Extracted records:
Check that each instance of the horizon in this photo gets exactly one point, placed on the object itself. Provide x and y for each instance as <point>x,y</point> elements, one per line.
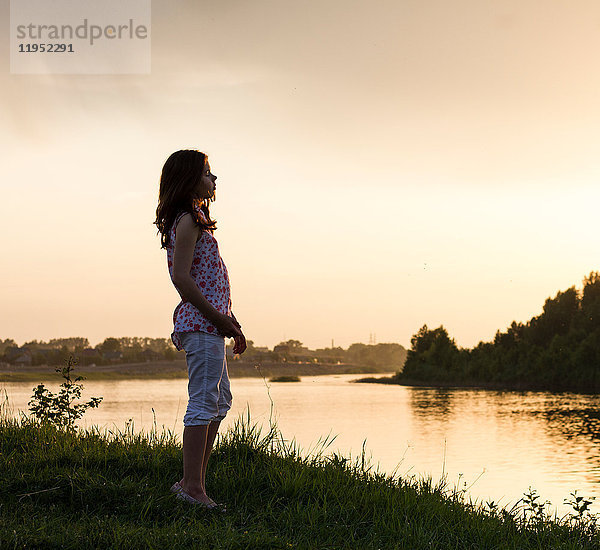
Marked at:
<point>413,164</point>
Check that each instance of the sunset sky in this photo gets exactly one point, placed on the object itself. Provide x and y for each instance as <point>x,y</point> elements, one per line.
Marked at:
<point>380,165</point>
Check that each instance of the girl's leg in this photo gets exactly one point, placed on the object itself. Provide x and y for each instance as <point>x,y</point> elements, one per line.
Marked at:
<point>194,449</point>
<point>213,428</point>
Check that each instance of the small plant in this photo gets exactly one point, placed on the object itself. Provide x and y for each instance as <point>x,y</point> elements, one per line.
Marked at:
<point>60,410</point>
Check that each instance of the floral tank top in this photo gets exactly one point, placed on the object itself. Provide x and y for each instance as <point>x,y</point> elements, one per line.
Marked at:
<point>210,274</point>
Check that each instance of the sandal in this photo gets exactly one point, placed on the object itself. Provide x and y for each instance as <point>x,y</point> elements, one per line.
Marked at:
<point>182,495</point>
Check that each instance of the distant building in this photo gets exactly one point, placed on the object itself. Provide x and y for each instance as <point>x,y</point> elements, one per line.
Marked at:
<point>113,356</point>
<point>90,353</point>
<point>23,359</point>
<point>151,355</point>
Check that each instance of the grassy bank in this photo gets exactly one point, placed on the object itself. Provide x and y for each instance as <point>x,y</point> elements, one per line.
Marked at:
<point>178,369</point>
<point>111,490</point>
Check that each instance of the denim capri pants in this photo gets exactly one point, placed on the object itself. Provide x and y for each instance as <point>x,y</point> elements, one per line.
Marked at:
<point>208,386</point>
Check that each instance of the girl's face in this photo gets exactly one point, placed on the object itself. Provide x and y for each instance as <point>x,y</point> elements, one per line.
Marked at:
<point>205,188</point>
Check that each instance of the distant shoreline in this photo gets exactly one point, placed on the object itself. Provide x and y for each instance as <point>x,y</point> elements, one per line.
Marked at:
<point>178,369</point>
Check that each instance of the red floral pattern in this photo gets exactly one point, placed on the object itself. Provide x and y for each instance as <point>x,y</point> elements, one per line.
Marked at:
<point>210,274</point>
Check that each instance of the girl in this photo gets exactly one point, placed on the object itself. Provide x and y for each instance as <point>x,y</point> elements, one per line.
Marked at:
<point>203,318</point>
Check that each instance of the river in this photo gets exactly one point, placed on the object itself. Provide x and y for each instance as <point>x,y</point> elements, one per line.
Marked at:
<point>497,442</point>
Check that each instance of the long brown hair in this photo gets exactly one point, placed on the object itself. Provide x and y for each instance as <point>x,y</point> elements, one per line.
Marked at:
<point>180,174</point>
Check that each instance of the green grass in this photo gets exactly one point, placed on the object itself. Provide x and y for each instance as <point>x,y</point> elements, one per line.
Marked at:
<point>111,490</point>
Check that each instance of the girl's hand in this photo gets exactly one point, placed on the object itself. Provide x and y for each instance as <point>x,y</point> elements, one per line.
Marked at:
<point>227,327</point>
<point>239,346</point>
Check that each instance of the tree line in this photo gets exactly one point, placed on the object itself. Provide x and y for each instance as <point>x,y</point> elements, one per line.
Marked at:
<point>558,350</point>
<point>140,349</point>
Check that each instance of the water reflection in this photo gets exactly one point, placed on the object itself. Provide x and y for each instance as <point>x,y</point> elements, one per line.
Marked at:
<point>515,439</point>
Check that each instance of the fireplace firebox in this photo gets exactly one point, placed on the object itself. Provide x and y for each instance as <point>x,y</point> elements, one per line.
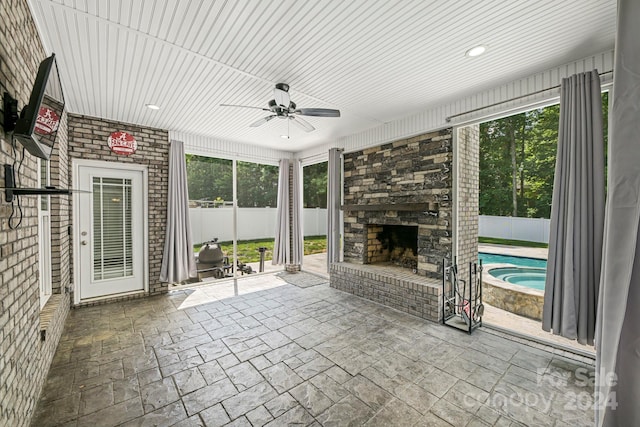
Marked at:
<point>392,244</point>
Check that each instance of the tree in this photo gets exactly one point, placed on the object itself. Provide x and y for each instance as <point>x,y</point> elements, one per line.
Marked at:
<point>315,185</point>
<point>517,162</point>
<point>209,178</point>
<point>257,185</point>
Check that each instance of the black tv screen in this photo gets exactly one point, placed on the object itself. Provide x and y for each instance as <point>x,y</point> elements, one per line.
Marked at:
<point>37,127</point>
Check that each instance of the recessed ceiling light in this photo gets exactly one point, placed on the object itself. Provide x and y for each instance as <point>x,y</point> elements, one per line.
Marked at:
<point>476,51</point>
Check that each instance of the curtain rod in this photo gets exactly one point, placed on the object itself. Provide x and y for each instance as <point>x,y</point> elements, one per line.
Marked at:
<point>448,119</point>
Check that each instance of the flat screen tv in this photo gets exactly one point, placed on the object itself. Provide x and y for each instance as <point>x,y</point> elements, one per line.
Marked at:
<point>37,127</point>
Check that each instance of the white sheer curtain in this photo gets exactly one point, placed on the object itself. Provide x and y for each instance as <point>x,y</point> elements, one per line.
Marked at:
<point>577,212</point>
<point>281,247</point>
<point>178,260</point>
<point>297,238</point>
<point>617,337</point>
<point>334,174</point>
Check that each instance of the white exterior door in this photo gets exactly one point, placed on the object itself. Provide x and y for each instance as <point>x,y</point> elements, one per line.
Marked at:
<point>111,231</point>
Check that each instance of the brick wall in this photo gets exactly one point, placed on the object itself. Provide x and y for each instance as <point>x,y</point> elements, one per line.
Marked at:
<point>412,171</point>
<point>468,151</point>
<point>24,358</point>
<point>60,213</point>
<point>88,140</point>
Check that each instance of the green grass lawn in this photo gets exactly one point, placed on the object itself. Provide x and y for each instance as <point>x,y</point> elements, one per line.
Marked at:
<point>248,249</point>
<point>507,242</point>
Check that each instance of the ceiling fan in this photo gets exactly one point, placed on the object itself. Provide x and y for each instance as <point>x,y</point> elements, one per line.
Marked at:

# EXERCISE REQUIREMENTS:
Looking at the records above, count the lines with the word "tree" in them; reply with the number only.

# RESPONSE:
2